• [REQUIRED ACTIONS]
**1)** According to the text on glacial Lake Agassiz, how thick was the ice sheet over what is now Manitoba in places at the height of the last Ice Age?
**2)** Write a continuation of the text on glacial Lake Agassiz, picking up after its final sentence.

• [READING TEXT]

------------------------------------------------------------------------

Striking too, was the energy displayed by those who mapped the area. Canada’s first direct involvement in this endeavour came in 1888 when J. B. Tyrrell of the Geological Survey of Canada, though suffering from typhoid fever, was dispatched to chart the waterways of Manitoba. His field notes for that expedition are sprinkled with such comments as “had a touch of fever this morning so only went 20 miles.”
By the close of the nineteenth century it was generally accepted in scientific circles that the lake had formerly existed. The most common explanation for its origin was that it had formed from the meltwaters of a great glacier which had once overridden much of northern Canada. Although he had never visited the area and had not been directly involved in the research, the lake was named in honour of naturalist Louis Agassizthe most vocal advocate of glacial theory.
At the height of the last Ice Age some 20,000 years ago, all of what is now Manitoba lay beneath a sheet of ice which in places was as much as four kilometers thick. Calculations indicate that it covered over 13,000,000 square kilometers and was composed of 25,000,000 cubic kilometers of ice. The massive weight of this ice sheet was sufficient to compress the earth’s crust by as much as one hundred meters. So much of the earth’s water was “locked-up” in the continental glaciers that ocean levels dropped dramatically, exposing coastal shelves which had previously been submerged. The shallow sea floor between Alaska and Siberia was also exposed, thus forming a 1,500-kilometer-wide land bridge between the Old and New Worlds. It is believed that it was by this route that people first entered the Americas.
More is known about the last and most recent glacial advance than earlier ones because each partially “erased” the evidence of its predecessors. From its centre in Hudson Bay, the ice sheet advanced southwards, carrying soil and stones within it and planing the landscape ahead of it. This debris was deposited in long ridges called “terminal moraines” which mark the point of maximum advance. Unlike the glacial advance, the “retreat” was not characterized by a physical movement of the ice. Rather, with an improvement in climate, its southern edge began melting at a rate faster than “new” ice was being forced towards it. Nor was deglaciation a continuous event. Manitoba and the neighbouring provinces and states emerged from beneath the ice sheet in a series of advances and retreats.
The ultimate extent of glacial Lake Agassiz. Although the lake was never this large at any one time, by the time that it had run its course this much territory had been covered by its waters.
Source: Historic Resources Branch
The southwestern corner of the province was the first to be exposed, and this event dates roughly to 11,500 years ago. In the few centuries which followed, Glacial Lakes Souris and Agassiz were formed from meltwater which ultimately drained southward into the Mississippi watershed. Lake Souris, most of which lay in North Dakota, was to be short-lived, but Lake Agassiz, initially restricted to what is now the Red River Valley of North Dakota, was fated to expand to the north with the retreat of the glacier.

------------------------------------------------------------------------

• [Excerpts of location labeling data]

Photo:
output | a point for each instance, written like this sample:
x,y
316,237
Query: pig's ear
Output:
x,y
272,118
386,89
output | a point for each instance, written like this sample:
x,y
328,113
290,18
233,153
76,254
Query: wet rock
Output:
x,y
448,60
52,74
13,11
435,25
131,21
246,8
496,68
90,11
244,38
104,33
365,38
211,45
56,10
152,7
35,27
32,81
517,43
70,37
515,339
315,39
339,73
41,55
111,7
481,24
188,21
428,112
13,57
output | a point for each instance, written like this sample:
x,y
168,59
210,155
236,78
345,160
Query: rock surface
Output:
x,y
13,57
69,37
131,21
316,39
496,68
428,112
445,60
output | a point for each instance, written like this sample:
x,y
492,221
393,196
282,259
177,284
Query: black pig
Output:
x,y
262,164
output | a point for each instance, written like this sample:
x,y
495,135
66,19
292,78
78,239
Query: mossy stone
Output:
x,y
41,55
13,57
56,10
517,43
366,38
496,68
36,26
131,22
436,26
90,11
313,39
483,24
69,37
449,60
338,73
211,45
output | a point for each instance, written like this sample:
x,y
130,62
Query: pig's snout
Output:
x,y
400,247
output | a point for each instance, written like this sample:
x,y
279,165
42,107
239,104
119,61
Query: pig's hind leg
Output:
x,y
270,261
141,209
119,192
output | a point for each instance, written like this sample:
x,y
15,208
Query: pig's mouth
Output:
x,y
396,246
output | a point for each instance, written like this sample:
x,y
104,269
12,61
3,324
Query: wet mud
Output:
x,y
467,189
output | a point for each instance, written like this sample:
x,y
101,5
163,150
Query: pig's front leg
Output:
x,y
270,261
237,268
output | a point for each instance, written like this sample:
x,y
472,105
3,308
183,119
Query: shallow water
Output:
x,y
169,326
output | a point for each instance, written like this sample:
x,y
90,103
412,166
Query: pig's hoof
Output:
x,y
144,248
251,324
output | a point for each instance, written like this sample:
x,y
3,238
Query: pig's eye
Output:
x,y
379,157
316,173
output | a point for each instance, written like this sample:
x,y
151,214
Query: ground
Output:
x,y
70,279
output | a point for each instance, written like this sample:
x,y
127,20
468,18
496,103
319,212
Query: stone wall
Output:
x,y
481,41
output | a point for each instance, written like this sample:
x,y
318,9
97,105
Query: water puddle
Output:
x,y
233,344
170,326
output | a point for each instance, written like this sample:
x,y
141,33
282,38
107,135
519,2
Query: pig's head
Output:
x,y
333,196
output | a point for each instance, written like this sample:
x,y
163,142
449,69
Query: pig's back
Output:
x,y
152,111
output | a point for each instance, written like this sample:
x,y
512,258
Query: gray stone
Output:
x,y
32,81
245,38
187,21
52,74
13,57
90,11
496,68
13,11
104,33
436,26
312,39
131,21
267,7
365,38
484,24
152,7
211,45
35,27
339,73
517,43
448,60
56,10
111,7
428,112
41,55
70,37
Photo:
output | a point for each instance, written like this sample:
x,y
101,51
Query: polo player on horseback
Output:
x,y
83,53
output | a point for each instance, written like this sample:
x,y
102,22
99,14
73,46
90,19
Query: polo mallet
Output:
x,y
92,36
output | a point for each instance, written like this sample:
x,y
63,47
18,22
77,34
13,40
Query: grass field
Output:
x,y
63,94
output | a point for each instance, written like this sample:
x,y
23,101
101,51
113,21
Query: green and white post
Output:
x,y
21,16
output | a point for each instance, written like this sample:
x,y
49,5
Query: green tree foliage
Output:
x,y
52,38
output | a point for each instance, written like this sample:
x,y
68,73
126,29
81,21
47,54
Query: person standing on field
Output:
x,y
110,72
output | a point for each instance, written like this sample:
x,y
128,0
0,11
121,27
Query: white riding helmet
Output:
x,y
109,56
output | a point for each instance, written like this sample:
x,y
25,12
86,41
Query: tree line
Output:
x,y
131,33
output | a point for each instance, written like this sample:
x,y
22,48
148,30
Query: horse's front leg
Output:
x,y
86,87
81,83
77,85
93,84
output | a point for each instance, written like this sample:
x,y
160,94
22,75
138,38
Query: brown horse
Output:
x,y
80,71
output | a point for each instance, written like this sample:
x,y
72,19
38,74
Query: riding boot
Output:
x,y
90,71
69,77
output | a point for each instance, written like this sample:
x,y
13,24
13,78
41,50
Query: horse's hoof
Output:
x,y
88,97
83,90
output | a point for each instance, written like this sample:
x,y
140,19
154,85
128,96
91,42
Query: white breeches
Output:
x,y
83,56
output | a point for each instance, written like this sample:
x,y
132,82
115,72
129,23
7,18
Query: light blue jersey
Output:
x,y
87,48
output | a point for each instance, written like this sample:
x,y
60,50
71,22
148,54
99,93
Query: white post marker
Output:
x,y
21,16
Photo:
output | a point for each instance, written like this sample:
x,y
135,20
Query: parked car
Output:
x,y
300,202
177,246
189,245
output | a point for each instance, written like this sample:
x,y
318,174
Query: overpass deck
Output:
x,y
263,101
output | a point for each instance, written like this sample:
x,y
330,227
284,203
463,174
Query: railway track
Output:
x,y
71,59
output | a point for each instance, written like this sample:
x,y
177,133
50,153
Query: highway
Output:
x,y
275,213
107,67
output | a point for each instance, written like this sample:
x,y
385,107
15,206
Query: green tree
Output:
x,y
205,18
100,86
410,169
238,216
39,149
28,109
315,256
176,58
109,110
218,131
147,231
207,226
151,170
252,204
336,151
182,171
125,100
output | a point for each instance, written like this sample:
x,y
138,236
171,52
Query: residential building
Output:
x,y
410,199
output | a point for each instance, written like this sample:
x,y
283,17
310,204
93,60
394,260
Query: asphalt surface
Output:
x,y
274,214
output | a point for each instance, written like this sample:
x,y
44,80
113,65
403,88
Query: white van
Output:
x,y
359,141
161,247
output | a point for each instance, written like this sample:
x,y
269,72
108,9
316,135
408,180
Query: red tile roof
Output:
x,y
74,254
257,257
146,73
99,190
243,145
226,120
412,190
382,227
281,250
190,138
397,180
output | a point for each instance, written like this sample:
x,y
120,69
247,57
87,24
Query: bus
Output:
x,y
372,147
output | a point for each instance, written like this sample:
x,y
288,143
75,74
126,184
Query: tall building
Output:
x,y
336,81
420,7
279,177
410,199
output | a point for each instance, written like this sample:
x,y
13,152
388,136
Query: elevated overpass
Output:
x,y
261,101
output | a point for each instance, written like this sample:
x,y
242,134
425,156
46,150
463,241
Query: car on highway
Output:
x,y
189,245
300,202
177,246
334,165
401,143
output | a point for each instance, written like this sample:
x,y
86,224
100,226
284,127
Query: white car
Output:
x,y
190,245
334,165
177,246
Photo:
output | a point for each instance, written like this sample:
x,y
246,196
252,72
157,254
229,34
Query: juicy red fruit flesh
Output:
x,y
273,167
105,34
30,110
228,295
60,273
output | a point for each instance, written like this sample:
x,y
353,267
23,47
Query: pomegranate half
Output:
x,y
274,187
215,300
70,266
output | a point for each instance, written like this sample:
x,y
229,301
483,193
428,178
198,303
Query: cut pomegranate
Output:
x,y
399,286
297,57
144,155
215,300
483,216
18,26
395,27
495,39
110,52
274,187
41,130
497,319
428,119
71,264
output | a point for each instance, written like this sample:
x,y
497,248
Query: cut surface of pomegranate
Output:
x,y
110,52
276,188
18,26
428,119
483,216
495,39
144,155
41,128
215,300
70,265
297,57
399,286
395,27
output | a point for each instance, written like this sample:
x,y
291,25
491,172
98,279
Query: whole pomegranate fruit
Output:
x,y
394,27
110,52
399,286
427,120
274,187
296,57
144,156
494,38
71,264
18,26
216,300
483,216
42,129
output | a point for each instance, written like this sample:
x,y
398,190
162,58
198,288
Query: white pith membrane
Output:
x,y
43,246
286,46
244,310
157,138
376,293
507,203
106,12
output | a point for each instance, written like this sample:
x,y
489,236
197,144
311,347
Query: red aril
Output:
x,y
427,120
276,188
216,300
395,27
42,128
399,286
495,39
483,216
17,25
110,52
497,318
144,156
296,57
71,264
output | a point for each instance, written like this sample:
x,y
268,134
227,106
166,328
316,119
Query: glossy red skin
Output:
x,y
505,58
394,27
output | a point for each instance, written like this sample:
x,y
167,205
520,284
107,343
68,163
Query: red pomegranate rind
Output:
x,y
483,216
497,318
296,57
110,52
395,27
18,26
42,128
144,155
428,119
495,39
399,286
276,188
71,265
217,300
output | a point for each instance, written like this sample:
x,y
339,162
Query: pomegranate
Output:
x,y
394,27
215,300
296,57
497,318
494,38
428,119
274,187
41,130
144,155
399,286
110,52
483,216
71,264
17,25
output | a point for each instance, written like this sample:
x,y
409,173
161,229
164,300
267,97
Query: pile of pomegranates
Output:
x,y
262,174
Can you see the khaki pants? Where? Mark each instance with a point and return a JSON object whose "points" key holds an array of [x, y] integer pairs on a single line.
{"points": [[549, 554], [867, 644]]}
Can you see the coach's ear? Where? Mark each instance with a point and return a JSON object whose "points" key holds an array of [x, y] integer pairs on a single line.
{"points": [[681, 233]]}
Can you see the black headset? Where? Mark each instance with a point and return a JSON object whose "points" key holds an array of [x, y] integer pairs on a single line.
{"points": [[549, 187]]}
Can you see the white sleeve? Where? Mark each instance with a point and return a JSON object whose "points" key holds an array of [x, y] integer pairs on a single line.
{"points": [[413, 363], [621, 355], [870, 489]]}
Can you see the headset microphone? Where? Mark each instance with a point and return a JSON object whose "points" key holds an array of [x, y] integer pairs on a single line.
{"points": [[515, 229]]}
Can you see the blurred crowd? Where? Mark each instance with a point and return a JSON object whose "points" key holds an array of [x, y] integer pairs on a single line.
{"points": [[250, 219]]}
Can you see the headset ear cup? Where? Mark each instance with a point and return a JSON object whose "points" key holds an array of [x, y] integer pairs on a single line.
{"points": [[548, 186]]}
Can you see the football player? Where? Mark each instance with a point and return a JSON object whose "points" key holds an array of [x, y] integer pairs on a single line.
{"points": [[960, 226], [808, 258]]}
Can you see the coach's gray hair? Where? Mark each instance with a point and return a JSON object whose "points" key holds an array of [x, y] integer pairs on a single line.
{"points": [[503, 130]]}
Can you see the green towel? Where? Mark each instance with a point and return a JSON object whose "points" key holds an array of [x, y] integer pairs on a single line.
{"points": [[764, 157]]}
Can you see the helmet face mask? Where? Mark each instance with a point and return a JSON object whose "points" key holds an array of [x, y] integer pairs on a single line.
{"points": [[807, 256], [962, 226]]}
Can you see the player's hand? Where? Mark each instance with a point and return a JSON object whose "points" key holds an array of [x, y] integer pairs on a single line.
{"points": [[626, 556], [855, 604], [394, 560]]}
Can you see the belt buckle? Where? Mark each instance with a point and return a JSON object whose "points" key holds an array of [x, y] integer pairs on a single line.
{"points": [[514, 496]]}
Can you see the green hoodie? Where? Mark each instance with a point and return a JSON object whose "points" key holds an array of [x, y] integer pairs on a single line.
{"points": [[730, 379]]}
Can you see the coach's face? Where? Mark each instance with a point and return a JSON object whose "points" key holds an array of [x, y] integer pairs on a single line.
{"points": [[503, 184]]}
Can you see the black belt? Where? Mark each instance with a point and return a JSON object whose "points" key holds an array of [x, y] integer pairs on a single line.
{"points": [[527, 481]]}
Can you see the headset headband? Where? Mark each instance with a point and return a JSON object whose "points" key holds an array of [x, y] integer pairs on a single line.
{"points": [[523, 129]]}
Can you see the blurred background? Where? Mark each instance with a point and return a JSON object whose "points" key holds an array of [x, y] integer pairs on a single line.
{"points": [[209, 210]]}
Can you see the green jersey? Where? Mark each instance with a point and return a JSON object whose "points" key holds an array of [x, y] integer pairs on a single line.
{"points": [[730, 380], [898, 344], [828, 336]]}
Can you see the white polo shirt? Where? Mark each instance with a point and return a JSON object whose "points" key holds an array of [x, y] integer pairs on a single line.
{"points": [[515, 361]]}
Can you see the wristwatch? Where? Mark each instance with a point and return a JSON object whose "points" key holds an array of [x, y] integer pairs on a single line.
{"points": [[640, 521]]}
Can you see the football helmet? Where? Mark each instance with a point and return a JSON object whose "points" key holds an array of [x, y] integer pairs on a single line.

------------------------------------------------------------------------

• [RESPONSES PER TASK]
**1)** As much as four kilometers thick.

**2)**
Between approximately 11,100 and 10,900 years ago, Lake Agassiz’s north and northeastern shores consisted of a continuous cliff of ice, but its eastern and western shores formed what geologists refer to as the “Campbell Beach.” This extensive sand and gravel ridge, most evident in south-western Manitoba, is possibly the most eloquent testimony to the existence of this once-great lake. Shortly thereafter, a new outlet through the ice opened into the Lake Superior basin, thus allowing Agassiz to drain in that direction. A glacial readvance subsequently blocked this outlet and the lake rose to the Campbell Beach once again. This stage too was relatively short-lived; some 9500 years ago the eastern outlet re-opened and Agassiz drained rapidlyprobably with catastrophic results. As much as 3,000 cubic kilometers of water (seven times the volume of Lake Erie) coursed into the Superior Basin in just a few weeks.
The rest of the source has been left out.